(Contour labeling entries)
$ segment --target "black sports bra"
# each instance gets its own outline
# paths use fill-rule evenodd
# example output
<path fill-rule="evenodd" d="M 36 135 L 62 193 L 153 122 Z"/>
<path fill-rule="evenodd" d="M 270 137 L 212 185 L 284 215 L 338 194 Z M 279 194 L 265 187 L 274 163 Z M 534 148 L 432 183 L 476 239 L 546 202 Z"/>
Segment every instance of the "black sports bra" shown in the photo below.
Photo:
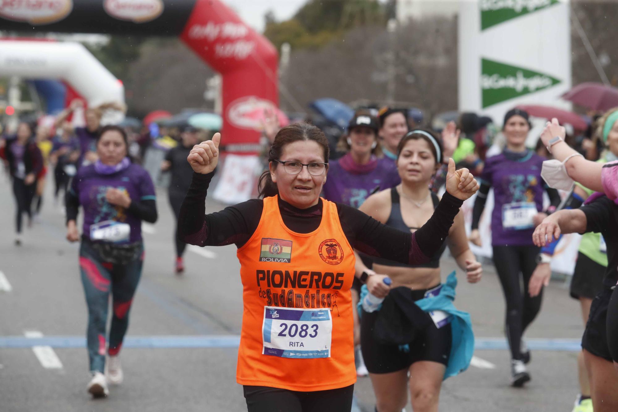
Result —
<path fill-rule="evenodd" d="M 438 204 L 440 202 L 440 199 L 438 199 L 438 195 L 433 192 L 431 192 L 431 200 L 433 202 L 433 208 L 435 209 L 438 207 Z M 392 204 L 391 207 L 391 215 L 389 216 L 388 220 L 387 220 L 385 223 L 386 225 L 396 228 L 404 232 L 411 231 L 413 229 L 417 230 L 419 228 L 408 227 L 404 222 L 404 218 L 401 215 L 401 205 L 400 204 L 399 192 L 397 191 L 396 187 L 392 187 L 391 189 L 391 203 Z M 431 257 L 431 260 L 426 264 L 421 265 L 415 265 L 413 266 L 406 265 L 405 264 L 389 260 L 388 259 L 381 257 L 374 257 L 373 262 L 380 265 L 384 265 L 384 266 L 397 266 L 400 267 L 429 267 L 436 268 L 440 267 L 440 257 L 442 256 L 442 254 L 444 252 L 445 249 L 446 249 L 446 242 L 442 244 L 442 247 L 440 247 L 440 249 L 436 253 L 436 254 Z"/>

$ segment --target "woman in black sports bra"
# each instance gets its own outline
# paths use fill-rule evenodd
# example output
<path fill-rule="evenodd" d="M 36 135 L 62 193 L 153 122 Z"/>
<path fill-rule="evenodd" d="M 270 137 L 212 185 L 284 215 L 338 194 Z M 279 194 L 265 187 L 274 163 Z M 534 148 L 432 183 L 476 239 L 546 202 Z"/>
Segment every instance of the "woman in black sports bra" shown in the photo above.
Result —
<path fill-rule="evenodd" d="M 432 132 L 418 129 L 408 133 L 397 147 L 397 166 L 402 183 L 370 196 L 359 210 L 401 230 L 413 232 L 423 226 L 433 214 L 439 201 L 438 195 L 430 191 L 429 184 L 441 165 L 442 152 L 441 144 Z M 458 265 L 466 271 L 468 281 L 473 283 L 480 280 L 482 268 L 468 247 L 464 225 L 464 217 L 460 212 L 447 241 Z M 357 272 L 365 272 L 369 276 L 379 273 L 377 276 L 387 275 L 392 281 L 391 291 L 380 311 L 371 313 L 362 311 L 361 345 L 375 392 L 378 412 L 399 411 L 405 407 L 408 381 L 413 410 L 437 411 L 442 379 L 452 376 L 445 374 L 449 358 L 452 356 L 451 348 L 454 346 L 450 321 L 436 322 L 416 305 L 404 307 L 400 304 L 402 296 L 404 300 L 414 302 L 440 293 L 439 259 L 445 247 L 442 246 L 429 262 L 416 266 L 374 258 L 371 270 L 360 259 L 357 259 Z M 369 292 L 384 297 L 378 290 L 370 288 Z M 378 328 L 376 320 L 379 321 L 381 311 L 391 310 L 393 305 L 389 299 L 396 301 L 398 307 L 405 312 L 405 317 L 411 318 L 412 324 L 418 327 L 412 340 L 407 345 L 392 343 L 374 330 Z"/>

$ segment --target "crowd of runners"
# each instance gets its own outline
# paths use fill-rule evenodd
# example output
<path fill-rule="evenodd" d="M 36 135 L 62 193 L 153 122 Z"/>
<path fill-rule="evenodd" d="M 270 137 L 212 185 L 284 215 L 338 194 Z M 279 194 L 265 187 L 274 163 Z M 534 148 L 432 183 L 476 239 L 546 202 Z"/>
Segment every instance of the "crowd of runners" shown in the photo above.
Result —
<path fill-rule="evenodd" d="M 562 234 L 585 233 L 570 291 L 585 323 L 573 410 L 618 410 L 618 109 L 583 140 L 548 122 L 536 148 L 526 145 L 530 119 L 517 108 L 499 126 L 464 113 L 439 130 L 418 111 L 390 107 L 358 109 L 334 137 L 310 122 L 271 125 L 258 198 L 206 214 L 225 135 L 187 124 L 140 136 L 102 126 L 106 107 L 89 108 L 85 126 L 74 127 L 68 119 L 79 107 L 5 131 L 0 157 L 14 196 L 16 247 L 28 247 L 50 203 L 48 172 L 51 204 L 62 208 L 67 239 L 80 242 L 93 396 L 123 380 L 119 353 L 145 259 L 142 223 L 156 221 L 155 186 L 169 173 L 177 223 L 171 271 L 185 270 L 187 244 L 238 248 L 237 380 L 250 412 L 349 411 L 357 377 L 366 375 L 376 412 L 400 412 L 408 399 L 415 411 L 438 411 L 442 381 L 464 372 L 474 350 L 470 317 L 453 303 L 455 272 L 442 274 L 440 259 L 448 246 L 462 280 L 481 280 L 470 244 L 482 245 L 492 189 L 486 212 L 511 384 L 532 379 L 523 336 L 541 309 L 554 248 Z M 144 152 L 157 142 L 165 154 L 154 173 Z M 460 208 L 475 194 L 467 228 Z"/>

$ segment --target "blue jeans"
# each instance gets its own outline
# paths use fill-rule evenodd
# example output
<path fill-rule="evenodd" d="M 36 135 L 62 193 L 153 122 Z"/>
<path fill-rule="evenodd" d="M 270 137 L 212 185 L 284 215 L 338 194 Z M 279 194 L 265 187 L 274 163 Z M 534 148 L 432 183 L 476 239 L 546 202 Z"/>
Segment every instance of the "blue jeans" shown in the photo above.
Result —
<path fill-rule="evenodd" d="M 133 296 L 142 276 L 143 245 L 140 253 L 125 265 L 103 260 L 88 241 L 80 247 L 79 265 L 82 283 L 88 305 L 87 343 L 91 372 L 103 372 L 105 366 L 106 325 L 111 292 L 114 314 L 109 330 L 108 353 L 115 356 L 120 351 L 127 328 Z"/>

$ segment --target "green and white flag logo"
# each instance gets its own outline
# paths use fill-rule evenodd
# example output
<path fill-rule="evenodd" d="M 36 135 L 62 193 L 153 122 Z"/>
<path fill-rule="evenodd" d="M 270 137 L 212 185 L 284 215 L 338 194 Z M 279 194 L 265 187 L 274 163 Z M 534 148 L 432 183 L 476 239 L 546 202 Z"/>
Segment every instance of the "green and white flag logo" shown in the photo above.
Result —
<path fill-rule="evenodd" d="M 547 74 L 481 59 L 483 108 L 551 87 L 561 80 Z"/>
<path fill-rule="evenodd" d="M 480 0 L 481 30 L 559 2 L 559 0 Z"/>

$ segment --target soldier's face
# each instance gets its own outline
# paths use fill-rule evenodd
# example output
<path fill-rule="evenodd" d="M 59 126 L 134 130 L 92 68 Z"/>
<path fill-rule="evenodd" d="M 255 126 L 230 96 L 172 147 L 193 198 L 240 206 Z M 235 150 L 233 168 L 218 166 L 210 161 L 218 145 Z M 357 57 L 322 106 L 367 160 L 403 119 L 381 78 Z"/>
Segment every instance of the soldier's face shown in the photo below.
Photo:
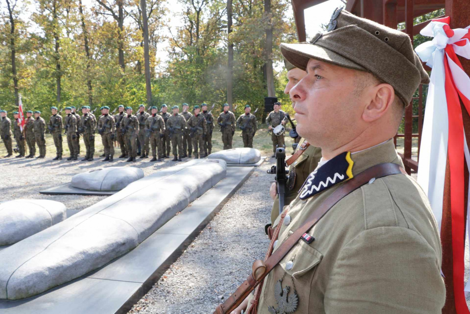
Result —
<path fill-rule="evenodd" d="M 362 132 L 355 70 L 313 59 L 307 74 L 289 93 L 295 102 L 296 130 L 314 146 L 341 147 Z"/>

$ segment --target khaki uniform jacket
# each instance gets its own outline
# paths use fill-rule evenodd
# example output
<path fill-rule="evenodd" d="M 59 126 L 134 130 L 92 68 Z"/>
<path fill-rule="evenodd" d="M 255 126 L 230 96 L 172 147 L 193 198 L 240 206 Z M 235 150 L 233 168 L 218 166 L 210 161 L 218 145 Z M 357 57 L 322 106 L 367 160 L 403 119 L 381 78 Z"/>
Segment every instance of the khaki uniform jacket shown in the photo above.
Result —
<path fill-rule="evenodd" d="M 0 118 L 0 135 L 2 137 L 11 136 L 11 120 L 8 117 Z"/>
<path fill-rule="evenodd" d="M 382 163 L 403 166 L 392 140 L 351 158 L 353 175 Z M 305 200 L 296 198 L 279 242 L 341 184 Z M 266 277 L 259 314 L 277 307 L 275 286 L 284 274 L 282 288 L 290 287 L 289 294 L 295 289 L 299 314 L 441 313 L 446 290 L 439 229 L 425 195 L 411 177 L 390 175 L 362 186 L 308 233 L 315 240 L 310 244 L 300 240 Z"/>
<path fill-rule="evenodd" d="M 34 118 L 32 117 L 26 118 L 24 121 L 24 131 L 26 135 L 34 134 Z"/>
<path fill-rule="evenodd" d="M 305 141 L 301 139 L 297 148 L 294 151 L 295 153 L 300 148 Z M 318 162 L 322 159 L 322 149 L 310 145 L 305 150 L 302 155 L 289 167 L 289 174 L 287 175 L 287 181 L 286 183 L 286 189 L 284 198 L 285 205 L 289 205 L 295 199 L 299 190 L 302 187 L 304 182 L 307 179 L 308 175 L 316 169 Z M 271 222 L 274 220 L 279 216 L 279 199 L 278 196 L 274 199 L 273 209 L 271 212 Z"/>
<path fill-rule="evenodd" d="M 98 131 L 103 129 L 103 134 L 114 133 L 116 130 L 116 125 L 115 124 L 114 118 L 111 115 L 101 115 L 98 121 Z"/>
<path fill-rule="evenodd" d="M 201 113 L 199 113 L 197 116 L 194 115 L 190 118 L 188 121 L 188 126 L 189 128 L 190 131 L 191 131 L 191 128 L 195 128 L 196 130 L 193 133 L 197 134 L 207 134 L 207 124 L 204 115 Z M 192 131 L 191 132 L 192 132 Z"/>
<path fill-rule="evenodd" d="M 64 118 L 64 126 L 69 134 L 77 133 L 77 118 L 73 114 L 65 116 Z"/>
<path fill-rule="evenodd" d="M 243 114 L 237 119 L 236 125 L 239 128 L 240 126 L 245 127 L 245 128 L 242 130 L 242 132 L 254 133 L 258 129 L 258 125 L 256 123 L 256 116 L 251 113 L 248 115 Z"/>

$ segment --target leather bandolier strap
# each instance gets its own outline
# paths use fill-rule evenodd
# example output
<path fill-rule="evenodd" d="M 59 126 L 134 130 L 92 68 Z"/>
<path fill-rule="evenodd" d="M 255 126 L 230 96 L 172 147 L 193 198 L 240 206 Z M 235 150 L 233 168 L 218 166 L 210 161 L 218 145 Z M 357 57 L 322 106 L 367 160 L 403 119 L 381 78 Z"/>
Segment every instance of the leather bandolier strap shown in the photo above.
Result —
<path fill-rule="evenodd" d="M 289 252 L 301 239 L 302 235 L 311 229 L 318 221 L 335 204 L 350 193 L 355 191 L 363 185 L 368 183 L 373 178 L 378 178 L 391 175 L 403 173 L 406 174 L 404 170 L 400 166 L 395 164 L 386 163 L 380 164 L 371 167 L 367 170 L 359 173 L 353 178 L 346 181 L 341 185 L 333 193 L 323 201 L 312 213 L 306 220 L 305 222 L 290 237 L 284 241 L 279 248 L 274 252 L 272 252 L 274 241 L 277 239 L 279 234 L 280 227 L 282 225 L 282 220 L 285 217 L 287 209 L 281 215 L 281 220 L 278 224 L 269 247 L 266 253 L 266 258 L 264 262 L 258 260 L 253 263 L 252 271 L 246 280 L 243 282 L 237 290 L 229 296 L 223 304 L 219 305 L 215 309 L 214 314 L 227 314 L 230 313 L 238 306 L 248 295 L 258 285 L 259 292 L 257 294 L 260 294 L 261 288 L 262 287 L 262 282 L 268 274 L 274 269 L 281 260 Z M 288 207 L 287 207 L 287 209 Z M 257 295 L 255 295 L 255 297 Z M 252 304 L 255 305 L 255 312 L 258 307 L 258 301 L 255 297 L 254 302 Z"/>
<path fill-rule="evenodd" d="M 310 143 L 307 142 L 306 140 L 304 141 L 302 145 L 301 145 L 299 149 L 297 149 L 297 151 L 294 153 L 288 159 L 285 161 L 286 165 L 288 166 L 290 166 L 292 163 L 297 160 L 297 158 L 298 158 L 301 155 L 304 153 L 304 152 L 305 151 L 305 150 L 306 149 L 307 147 L 309 146 L 310 146 Z"/>

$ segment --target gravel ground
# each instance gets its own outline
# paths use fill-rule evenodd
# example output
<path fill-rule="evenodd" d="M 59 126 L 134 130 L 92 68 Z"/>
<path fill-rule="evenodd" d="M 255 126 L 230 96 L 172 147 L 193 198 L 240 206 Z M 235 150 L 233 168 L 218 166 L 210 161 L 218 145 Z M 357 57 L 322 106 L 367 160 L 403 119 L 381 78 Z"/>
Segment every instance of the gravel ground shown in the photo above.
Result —
<path fill-rule="evenodd" d="M 270 160 L 271 161 L 273 159 Z M 265 162 L 129 313 L 212 313 L 264 258 L 274 179 Z"/>

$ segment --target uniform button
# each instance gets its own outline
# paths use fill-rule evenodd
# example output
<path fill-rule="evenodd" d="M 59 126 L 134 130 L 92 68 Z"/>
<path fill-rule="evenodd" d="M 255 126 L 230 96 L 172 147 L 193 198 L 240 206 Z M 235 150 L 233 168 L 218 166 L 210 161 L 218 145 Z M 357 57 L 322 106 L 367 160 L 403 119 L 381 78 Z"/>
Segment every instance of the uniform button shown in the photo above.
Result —
<path fill-rule="evenodd" d="M 292 269 L 292 267 L 294 266 L 294 262 L 292 261 L 289 261 L 285 264 L 285 269 L 287 270 L 290 270 Z"/>
<path fill-rule="evenodd" d="M 290 216 L 287 215 L 284 218 L 284 224 L 287 226 L 289 223 L 290 223 Z"/>

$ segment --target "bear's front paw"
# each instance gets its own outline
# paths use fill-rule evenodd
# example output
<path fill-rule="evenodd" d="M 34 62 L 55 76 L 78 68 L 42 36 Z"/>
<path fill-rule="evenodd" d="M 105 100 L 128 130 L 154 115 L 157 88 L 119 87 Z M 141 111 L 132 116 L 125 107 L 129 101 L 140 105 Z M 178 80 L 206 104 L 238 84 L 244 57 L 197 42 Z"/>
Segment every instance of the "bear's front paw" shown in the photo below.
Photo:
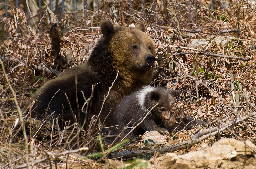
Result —
<path fill-rule="evenodd" d="M 169 131 L 167 129 L 162 128 L 162 127 L 157 127 L 156 128 L 155 131 L 158 131 L 163 134 L 169 134 Z"/>

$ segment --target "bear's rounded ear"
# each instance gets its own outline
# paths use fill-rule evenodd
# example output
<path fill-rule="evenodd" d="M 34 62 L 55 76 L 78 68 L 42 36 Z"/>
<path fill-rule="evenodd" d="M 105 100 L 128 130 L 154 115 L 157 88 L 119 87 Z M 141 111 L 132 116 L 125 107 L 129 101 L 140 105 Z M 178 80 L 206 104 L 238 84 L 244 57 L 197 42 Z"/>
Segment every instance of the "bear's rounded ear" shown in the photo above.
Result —
<path fill-rule="evenodd" d="M 171 90 L 171 91 L 172 94 L 174 96 L 177 96 L 179 94 L 179 90 Z"/>
<path fill-rule="evenodd" d="M 136 23 L 137 24 L 135 27 L 135 28 L 142 31 L 144 31 L 146 30 L 145 25 L 143 22 L 141 21 L 138 21 Z"/>
<path fill-rule="evenodd" d="M 115 33 L 113 24 L 109 21 L 105 21 L 101 23 L 100 30 L 103 36 L 105 37 L 108 37 L 110 35 Z"/>
<path fill-rule="evenodd" d="M 150 99 L 158 100 L 160 99 L 160 94 L 157 91 L 153 91 L 150 92 Z"/>

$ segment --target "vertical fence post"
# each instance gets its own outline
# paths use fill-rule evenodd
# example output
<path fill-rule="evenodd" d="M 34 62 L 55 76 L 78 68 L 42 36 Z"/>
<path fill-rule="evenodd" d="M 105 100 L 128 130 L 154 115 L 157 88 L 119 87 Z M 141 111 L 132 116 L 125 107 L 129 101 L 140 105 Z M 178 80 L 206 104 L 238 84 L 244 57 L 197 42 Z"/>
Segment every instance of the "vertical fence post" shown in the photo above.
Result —
<path fill-rule="evenodd" d="M 98 9 L 99 9 L 99 8 L 98 7 L 98 0 L 95 0 L 95 5 L 96 6 L 96 10 L 98 10 Z"/>
<path fill-rule="evenodd" d="M 51 3 L 51 11 L 52 12 L 53 12 L 53 7 L 52 6 L 53 6 L 53 5 L 52 5 L 52 0 L 51 0 L 50 1 L 50 3 Z"/>
<path fill-rule="evenodd" d="M 4 3 L 5 3 L 5 16 L 8 16 L 8 12 L 7 12 L 7 0 L 5 0 Z"/>
<path fill-rule="evenodd" d="M 62 13 L 64 13 L 64 0 L 62 0 Z"/>
<path fill-rule="evenodd" d="M 77 0 L 74 0 L 74 10 L 75 12 L 75 18 L 77 19 Z"/>
<path fill-rule="evenodd" d="M 84 17 L 86 18 L 87 17 L 87 12 L 86 11 L 88 8 L 88 5 L 86 2 L 86 0 L 84 0 L 83 5 L 84 7 Z"/>
<path fill-rule="evenodd" d="M 42 27 L 41 26 L 41 18 L 42 17 L 42 12 L 41 12 L 41 0 L 39 0 L 39 12 L 40 12 L 40 18 L 39 19 L 39 21 L 40 21 L 40 22 L 39 23 L 39 25 L 40 27 L 40 31 L 41 32 L 42 32 Z"/>

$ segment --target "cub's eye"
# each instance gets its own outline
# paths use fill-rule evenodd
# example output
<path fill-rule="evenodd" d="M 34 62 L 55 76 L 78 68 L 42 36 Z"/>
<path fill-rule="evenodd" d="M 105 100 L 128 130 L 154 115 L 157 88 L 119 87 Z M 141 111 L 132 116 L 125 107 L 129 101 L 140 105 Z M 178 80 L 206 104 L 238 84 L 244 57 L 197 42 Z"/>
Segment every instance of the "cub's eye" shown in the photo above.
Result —
<path fill-rule="evenodd" d="M 163 107 L 161 107 L 160 109 L 161 110 L 161 111 L 165 111 L 165 109 Z"/>
<path fill-rule="evenodd" d="M 133 49 L 138 49 L 138 46 L 135 45 L 134 45 L 132 46 L 132 48 Z"/>

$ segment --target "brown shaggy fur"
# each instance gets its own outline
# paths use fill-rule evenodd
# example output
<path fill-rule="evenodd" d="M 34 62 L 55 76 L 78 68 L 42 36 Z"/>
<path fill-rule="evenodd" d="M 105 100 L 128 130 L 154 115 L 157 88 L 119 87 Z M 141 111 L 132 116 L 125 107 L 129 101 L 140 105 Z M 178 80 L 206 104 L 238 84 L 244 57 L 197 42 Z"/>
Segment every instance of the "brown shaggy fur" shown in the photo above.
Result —
<path fill-rule="evenodd" d="M 33 117 L 45 118 L 54 112 L 54 117 L 60 115 L 64 120 L 73 122 L 66 94 L 77 118 L 80 113 L 82 123 L 85 117 L 81 109 L 85 100 L 81 91 L 88 99 L 92 85 L 95 83 L 90 112 L 98 115 L 119 70 L 100 116 L 102 122 L 123 98 L 148 84 L 154 72 L 156 51 L 153 40 L 143 32 L 145 29 L 143 22 L 138 21 L 135 28 L 125 28 L 114 27 L 111 22 L 105 21 L 101 29 L 103 38 L 93 48 L 86 63 L 47 82 L 31 98 L 36 100 L 33 108 Z M 76 100 L 76 76 L 79 111 Z M 112 119 L 109 119 L 106 120 L 108 125 L 112 124 Z"/>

AIM OF THE EXERCISE:
How many lines of the items contain the string "jacket"? Count case-sensitively and reply with the number alone.

TASK SOLUTION:
2